DRAG: Document Retrieval with Agentic Grounding

Train Vision-Language Models to generate better search queries through trajectory learning.

Overview

This pipeline improves sparse search by finetuning a vision-language model (Qwen-VL) on successful search trajectories. The key insight is that we can use the normalized rank of ground truth documents as a reward signal to train the model to generate more effective search queries.

┌─────────────────────────────────────────────────────────────────────┐
│                         Training Pipeline                           │
├─────────────────────────────────────────────────────────────────────┤
│                                                                     │
│  1. Collect       2. Process        3. Format         4. Finetune   │
│  Trajectories     Trajectories      Training Data     Model         │
│                                                                     │
│  ┌─────────┐     ┌─────────────┐   ┌────────────┐   ┌────────────┐ │
│  │ Run VLM │ ──► │ Filter GT   │ ─►│ SFT / DPO  │ ─►│ LoRA       │ │
│  │ Agent   │     │ in top-k    │   │ Formats    │   │ Training   │ │
│  └─────────┘     └─────────────┘   └────────────┘   └────────────┘ │
│       │                │                 │                │        │
│       ▼                ▼                 ▼                ▼        │
│  trajectories.   processed.         training_data/   checkpoints/  │
│  jsonl           jsonl              *.jsonl          final/        │
│                                                                     │
└─────────────────────────────────────────────────────────────────────┘

Installation

# Clone the repository
git clone https://github.com/your-username/DRAG.git
cd DRAG

# Install dependencies with uv (recommended)
uv sync

# Or with pip
pip install -e .

# Navigate to the pipeline directory
cd agentic-retrieval-finetuning

Quick Start

Note: All pipeline scripts are in the agentic-retrieval-finetuning/ directory.

Pointing records

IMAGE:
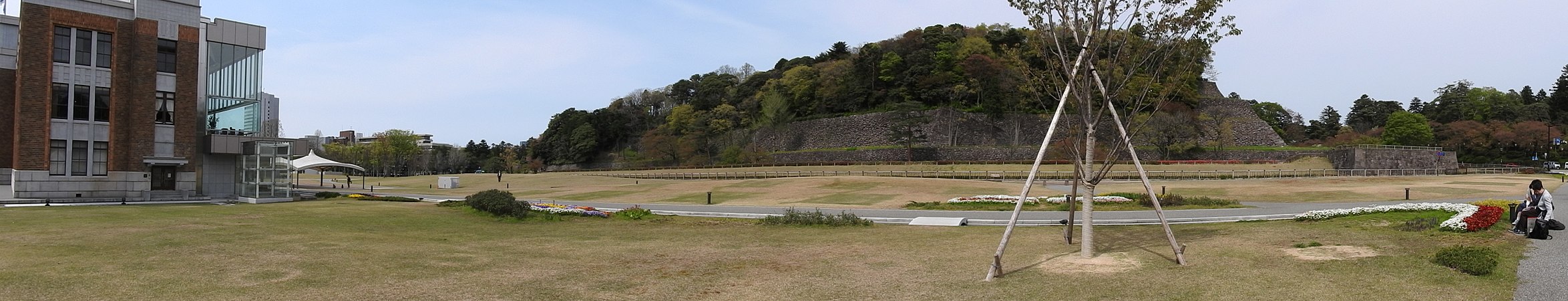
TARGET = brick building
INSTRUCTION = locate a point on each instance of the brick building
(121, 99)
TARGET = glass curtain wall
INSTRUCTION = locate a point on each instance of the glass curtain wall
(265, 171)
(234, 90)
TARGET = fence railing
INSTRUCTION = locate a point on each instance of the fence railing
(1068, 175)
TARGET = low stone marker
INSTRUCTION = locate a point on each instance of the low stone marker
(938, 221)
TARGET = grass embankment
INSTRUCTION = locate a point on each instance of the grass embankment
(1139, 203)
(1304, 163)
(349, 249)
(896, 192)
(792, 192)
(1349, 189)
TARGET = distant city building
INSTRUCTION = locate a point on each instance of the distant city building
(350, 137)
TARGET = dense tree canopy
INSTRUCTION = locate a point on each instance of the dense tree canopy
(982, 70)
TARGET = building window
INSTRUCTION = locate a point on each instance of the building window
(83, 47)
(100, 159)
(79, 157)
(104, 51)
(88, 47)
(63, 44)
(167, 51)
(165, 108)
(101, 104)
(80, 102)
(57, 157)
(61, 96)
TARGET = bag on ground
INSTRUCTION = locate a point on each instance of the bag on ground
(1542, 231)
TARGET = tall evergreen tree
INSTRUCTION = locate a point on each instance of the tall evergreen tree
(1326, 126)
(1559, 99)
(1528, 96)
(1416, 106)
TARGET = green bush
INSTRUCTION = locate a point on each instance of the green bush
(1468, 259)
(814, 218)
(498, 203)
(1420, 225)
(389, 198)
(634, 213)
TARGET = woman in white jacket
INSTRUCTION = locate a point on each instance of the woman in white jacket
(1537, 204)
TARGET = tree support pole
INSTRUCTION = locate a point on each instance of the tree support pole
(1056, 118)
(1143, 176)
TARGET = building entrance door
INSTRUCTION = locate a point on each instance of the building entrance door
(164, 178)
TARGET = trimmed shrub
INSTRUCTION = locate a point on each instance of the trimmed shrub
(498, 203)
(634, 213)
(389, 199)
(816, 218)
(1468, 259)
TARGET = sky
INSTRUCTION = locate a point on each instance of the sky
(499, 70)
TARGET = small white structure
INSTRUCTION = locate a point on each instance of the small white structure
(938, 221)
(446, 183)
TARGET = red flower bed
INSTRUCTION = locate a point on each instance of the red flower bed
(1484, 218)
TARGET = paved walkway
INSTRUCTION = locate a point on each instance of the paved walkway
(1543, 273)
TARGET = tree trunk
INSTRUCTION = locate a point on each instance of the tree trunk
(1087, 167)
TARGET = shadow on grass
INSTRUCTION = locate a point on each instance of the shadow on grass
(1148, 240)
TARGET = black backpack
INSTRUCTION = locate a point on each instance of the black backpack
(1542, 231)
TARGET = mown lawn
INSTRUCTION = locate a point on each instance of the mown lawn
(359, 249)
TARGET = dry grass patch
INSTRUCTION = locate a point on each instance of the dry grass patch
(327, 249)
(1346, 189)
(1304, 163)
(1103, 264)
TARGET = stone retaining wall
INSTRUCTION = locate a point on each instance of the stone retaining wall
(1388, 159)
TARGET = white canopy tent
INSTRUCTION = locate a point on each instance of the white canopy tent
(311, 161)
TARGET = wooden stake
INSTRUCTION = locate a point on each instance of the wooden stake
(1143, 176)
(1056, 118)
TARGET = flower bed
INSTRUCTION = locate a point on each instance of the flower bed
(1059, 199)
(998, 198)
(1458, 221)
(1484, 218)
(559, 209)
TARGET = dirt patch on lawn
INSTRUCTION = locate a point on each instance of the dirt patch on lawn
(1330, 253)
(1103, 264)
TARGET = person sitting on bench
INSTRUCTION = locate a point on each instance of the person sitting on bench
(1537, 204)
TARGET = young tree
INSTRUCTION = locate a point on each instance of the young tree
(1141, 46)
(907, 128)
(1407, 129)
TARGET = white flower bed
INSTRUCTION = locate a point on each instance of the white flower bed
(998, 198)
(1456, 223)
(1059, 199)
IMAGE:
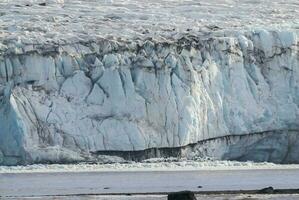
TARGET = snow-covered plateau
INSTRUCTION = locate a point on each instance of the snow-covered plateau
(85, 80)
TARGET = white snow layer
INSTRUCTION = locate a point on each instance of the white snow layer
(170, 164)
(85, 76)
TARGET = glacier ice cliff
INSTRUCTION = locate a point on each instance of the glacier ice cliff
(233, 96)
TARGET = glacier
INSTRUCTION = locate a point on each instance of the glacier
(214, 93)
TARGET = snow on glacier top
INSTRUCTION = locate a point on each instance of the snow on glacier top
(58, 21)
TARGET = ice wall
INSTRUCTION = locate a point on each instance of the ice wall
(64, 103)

# Given exercise
On the DRAG page, what serves as the reward signal for training the model to generate more effective search queries? The pointing material has no connection to the DRAG page.

# Answer to the problem
The normalized rank of ground truth documents.